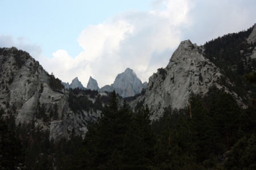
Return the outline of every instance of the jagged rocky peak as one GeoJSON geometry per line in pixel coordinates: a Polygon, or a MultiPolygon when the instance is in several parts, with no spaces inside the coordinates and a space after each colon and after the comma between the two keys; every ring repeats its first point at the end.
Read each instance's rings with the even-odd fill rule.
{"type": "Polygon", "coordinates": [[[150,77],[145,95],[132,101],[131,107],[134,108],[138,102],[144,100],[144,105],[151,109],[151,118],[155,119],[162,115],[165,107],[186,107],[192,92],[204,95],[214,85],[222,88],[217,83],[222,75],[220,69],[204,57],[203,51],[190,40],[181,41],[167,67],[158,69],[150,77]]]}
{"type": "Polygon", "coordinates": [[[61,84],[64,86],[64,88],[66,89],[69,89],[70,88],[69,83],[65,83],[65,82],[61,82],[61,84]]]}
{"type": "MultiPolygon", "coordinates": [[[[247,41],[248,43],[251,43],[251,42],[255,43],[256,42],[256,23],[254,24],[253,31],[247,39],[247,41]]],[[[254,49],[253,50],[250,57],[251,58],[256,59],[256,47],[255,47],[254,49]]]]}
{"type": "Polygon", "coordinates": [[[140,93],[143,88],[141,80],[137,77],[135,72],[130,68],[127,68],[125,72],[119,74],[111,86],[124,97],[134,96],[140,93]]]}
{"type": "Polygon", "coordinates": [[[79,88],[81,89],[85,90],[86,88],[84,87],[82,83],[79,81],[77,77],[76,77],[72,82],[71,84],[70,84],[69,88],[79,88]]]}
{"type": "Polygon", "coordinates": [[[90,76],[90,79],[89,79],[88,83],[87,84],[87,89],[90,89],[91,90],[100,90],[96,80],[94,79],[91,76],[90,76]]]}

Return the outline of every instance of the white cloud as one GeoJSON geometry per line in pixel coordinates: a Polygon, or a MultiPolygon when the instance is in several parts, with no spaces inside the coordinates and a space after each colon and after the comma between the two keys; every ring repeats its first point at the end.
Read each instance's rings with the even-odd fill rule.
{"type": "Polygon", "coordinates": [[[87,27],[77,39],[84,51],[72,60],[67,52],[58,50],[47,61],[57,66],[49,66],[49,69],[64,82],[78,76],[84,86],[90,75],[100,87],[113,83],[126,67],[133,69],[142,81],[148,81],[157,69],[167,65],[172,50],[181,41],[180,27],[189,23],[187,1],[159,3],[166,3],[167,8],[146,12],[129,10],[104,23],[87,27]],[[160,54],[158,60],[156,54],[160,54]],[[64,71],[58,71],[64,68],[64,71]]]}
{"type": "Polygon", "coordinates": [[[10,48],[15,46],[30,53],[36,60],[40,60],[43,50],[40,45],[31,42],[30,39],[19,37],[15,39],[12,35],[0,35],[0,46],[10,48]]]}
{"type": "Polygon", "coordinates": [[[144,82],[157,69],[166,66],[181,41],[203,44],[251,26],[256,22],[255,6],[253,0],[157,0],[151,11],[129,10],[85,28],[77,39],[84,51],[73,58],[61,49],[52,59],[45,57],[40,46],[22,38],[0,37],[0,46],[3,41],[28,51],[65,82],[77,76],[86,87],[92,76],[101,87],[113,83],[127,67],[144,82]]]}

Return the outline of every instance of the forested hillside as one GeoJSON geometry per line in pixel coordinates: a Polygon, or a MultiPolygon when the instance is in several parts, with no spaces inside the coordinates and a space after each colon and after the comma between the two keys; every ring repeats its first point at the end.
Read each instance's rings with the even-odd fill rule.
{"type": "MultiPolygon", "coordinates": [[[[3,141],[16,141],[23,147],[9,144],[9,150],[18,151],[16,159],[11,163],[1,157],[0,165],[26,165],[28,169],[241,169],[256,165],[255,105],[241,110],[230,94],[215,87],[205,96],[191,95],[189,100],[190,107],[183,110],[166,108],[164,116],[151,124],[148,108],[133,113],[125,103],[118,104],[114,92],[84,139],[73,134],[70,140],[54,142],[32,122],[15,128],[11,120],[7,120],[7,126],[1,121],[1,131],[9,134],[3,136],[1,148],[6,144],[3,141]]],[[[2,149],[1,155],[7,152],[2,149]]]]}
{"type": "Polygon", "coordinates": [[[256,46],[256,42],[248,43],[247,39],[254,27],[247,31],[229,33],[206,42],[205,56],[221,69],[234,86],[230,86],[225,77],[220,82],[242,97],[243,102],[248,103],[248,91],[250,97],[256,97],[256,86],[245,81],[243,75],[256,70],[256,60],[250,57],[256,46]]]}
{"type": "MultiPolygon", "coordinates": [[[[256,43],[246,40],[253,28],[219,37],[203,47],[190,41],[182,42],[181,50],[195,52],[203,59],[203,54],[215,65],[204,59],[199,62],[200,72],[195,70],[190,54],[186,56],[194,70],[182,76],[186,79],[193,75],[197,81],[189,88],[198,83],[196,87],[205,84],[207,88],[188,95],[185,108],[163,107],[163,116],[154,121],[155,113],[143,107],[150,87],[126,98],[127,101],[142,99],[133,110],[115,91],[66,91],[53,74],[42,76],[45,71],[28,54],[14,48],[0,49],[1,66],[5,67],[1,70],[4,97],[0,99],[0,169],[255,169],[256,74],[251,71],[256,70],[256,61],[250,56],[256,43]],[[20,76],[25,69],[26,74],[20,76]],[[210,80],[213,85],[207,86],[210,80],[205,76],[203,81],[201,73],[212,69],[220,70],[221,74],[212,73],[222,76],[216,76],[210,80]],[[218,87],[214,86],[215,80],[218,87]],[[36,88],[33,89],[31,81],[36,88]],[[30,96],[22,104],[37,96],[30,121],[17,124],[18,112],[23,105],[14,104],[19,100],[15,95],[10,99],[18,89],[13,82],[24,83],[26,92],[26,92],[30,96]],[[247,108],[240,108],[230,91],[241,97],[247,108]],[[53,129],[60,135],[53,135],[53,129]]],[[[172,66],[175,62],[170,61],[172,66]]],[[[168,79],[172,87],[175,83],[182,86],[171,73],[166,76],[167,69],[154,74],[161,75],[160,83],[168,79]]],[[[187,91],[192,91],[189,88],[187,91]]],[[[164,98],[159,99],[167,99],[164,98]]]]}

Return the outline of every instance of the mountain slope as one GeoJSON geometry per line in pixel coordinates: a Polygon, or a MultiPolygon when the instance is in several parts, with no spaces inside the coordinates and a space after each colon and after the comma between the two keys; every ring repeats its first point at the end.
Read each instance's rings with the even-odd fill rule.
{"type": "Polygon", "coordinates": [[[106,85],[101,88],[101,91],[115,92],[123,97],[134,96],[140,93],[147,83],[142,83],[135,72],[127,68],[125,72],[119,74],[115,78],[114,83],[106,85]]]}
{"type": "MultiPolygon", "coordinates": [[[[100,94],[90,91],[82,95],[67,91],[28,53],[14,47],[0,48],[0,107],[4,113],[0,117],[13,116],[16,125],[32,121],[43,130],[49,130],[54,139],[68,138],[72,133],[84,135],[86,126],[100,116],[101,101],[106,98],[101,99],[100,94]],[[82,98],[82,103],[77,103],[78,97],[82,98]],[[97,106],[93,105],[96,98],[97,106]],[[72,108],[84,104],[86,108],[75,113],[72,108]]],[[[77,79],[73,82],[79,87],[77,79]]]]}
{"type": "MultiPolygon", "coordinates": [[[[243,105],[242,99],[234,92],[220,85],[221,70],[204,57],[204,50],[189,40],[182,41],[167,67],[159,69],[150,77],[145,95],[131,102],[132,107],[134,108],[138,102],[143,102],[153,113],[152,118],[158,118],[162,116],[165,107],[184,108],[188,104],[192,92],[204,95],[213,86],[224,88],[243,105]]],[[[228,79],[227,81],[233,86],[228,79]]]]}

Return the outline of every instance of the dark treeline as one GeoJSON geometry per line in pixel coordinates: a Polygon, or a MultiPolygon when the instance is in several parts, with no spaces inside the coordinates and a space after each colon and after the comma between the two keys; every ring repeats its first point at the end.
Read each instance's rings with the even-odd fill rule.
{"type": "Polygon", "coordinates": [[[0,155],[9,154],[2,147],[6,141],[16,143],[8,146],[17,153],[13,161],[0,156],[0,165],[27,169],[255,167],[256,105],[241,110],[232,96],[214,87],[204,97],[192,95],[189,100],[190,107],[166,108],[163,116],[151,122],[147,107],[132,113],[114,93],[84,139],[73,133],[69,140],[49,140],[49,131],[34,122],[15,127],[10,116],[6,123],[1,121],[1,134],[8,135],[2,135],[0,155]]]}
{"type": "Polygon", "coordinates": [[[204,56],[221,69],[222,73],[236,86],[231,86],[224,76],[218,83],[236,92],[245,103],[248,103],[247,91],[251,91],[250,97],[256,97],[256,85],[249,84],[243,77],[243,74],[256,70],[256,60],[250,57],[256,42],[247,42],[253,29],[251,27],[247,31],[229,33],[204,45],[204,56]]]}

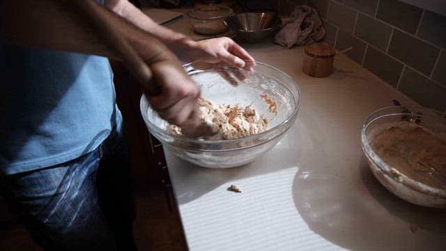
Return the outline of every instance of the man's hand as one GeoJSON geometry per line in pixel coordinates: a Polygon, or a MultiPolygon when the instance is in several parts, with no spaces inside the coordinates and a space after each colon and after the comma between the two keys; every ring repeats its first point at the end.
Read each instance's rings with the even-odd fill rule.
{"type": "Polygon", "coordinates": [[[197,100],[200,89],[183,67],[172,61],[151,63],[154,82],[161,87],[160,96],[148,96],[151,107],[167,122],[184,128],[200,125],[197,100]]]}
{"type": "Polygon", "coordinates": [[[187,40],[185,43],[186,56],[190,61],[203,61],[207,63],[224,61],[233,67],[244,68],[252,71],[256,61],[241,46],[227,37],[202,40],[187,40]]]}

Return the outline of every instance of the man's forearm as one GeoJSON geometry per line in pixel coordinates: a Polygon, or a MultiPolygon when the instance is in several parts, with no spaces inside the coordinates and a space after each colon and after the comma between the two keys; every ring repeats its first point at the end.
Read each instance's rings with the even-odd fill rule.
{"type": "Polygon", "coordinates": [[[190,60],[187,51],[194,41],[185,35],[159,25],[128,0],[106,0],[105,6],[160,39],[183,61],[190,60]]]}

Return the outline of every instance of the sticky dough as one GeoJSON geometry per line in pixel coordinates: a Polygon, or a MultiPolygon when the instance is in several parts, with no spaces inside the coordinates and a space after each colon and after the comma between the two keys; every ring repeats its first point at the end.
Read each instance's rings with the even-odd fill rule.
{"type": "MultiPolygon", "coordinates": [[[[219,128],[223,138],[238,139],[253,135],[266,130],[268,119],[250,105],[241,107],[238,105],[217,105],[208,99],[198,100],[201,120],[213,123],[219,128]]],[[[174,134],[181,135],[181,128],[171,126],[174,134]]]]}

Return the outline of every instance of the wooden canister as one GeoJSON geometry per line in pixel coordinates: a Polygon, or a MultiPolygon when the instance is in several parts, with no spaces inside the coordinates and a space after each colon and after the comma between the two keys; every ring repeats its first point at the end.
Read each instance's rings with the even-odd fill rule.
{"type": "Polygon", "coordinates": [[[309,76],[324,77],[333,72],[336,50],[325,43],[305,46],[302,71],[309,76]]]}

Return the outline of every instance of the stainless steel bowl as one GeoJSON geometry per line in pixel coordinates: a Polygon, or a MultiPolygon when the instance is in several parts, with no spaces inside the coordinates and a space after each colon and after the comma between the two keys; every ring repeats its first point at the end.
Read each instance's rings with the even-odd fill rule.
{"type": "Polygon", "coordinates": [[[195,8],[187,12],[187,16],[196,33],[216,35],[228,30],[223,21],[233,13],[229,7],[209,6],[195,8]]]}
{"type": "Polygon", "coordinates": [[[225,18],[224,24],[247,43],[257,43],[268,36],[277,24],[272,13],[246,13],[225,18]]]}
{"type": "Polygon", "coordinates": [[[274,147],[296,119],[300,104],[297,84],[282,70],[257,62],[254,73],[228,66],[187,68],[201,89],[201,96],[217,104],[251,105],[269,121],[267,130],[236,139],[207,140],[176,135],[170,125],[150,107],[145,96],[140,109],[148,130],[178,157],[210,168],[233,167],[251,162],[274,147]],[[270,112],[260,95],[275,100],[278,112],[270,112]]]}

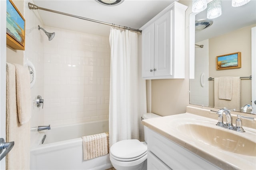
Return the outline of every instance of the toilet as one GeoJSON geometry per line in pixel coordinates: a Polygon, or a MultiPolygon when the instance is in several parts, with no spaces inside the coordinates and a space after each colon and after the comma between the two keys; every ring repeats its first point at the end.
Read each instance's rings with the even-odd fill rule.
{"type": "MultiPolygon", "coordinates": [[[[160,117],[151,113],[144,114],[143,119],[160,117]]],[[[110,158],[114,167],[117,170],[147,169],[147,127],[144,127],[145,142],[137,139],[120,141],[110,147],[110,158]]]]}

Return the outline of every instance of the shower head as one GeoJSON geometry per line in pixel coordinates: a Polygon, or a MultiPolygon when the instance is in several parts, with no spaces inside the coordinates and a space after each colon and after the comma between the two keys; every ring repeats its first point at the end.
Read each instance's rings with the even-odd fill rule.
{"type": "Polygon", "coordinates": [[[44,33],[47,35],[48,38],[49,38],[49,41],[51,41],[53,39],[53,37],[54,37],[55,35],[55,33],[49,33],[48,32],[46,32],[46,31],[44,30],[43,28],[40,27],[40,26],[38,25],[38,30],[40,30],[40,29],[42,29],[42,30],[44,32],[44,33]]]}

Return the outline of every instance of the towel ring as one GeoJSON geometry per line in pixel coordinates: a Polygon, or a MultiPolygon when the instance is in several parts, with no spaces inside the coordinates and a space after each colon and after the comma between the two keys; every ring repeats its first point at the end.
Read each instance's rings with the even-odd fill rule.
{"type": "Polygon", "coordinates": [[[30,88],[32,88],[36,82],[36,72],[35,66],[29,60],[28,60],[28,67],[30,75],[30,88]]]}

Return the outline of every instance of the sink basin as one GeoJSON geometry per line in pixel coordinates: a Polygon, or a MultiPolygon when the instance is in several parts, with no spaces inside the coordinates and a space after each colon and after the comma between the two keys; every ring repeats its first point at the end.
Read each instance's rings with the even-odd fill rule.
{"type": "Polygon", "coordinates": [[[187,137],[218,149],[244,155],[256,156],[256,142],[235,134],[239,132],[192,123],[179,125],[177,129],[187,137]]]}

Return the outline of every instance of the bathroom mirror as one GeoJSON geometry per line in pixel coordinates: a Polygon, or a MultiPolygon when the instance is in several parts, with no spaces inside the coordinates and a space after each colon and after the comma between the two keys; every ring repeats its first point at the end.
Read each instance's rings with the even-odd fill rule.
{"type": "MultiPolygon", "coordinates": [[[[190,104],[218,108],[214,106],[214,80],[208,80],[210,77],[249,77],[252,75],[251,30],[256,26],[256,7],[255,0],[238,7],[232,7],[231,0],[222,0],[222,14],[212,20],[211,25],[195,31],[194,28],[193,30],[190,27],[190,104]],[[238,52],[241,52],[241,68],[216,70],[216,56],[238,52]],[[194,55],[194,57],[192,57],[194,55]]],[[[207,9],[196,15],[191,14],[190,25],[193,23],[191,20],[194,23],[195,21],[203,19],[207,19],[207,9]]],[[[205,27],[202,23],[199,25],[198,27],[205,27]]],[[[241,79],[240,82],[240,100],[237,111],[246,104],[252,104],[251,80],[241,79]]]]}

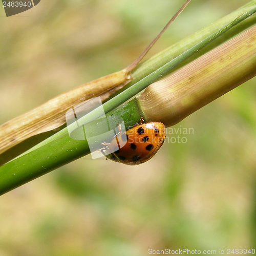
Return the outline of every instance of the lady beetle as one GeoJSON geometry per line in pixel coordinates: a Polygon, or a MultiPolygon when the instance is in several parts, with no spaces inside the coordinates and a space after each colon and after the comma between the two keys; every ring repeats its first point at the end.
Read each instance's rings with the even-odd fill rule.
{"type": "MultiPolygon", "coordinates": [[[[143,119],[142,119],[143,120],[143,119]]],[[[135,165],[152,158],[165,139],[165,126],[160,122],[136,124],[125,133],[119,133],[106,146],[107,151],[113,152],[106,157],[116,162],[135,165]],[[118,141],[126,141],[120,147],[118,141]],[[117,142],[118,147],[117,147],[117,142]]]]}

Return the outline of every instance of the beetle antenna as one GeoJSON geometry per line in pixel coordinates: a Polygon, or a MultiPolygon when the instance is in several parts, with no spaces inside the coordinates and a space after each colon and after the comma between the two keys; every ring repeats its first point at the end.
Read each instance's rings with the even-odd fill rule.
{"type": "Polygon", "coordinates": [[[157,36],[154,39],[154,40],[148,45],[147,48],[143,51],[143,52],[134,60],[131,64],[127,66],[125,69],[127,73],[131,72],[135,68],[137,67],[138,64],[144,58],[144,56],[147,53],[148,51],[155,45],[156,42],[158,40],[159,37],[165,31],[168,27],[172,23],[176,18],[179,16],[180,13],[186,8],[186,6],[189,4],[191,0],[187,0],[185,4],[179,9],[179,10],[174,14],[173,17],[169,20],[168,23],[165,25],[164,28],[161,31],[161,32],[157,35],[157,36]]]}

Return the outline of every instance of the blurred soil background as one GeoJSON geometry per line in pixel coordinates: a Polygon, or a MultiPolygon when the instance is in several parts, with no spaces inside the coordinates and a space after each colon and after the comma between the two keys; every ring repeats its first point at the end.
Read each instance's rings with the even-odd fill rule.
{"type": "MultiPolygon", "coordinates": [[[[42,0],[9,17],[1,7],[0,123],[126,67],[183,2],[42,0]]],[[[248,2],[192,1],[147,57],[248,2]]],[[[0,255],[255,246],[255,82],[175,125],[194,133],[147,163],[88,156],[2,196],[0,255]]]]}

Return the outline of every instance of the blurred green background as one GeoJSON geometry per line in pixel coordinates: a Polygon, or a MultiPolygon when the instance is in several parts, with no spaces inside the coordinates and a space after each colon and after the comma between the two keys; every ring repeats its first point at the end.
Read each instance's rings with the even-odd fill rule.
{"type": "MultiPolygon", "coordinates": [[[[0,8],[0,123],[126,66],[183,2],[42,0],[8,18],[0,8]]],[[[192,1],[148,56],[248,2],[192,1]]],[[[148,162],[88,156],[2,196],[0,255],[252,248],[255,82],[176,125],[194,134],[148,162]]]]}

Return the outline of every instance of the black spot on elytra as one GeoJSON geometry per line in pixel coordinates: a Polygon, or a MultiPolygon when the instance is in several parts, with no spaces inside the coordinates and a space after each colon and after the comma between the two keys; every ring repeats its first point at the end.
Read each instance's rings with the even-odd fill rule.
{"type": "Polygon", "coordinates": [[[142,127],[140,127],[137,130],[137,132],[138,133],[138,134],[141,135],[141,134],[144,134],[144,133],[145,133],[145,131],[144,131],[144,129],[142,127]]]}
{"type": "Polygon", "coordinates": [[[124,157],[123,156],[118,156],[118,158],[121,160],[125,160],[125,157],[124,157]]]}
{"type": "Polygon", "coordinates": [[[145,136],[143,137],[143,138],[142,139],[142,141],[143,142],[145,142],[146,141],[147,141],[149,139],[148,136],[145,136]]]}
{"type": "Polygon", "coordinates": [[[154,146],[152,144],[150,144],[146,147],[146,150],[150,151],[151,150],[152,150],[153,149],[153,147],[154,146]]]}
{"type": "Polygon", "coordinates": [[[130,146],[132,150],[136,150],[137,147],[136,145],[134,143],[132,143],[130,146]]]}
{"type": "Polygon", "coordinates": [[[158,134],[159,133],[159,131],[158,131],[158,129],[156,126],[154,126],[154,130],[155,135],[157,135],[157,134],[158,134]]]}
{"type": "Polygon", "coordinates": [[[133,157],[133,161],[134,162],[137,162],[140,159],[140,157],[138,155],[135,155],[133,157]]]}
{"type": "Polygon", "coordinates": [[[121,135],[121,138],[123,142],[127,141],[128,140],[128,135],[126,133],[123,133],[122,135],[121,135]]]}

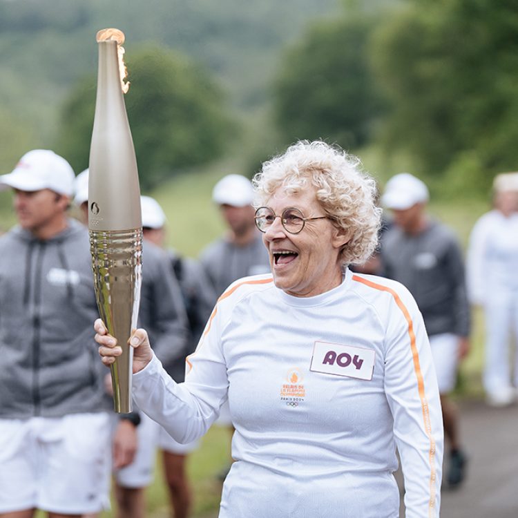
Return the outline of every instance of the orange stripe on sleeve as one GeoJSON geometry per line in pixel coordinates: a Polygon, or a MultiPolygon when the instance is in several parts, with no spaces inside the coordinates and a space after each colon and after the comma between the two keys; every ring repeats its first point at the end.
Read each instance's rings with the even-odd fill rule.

* **Written exercise**
Report how many lines of the records above contain the string "blurred". Give only the number.

* **Response to the task**
2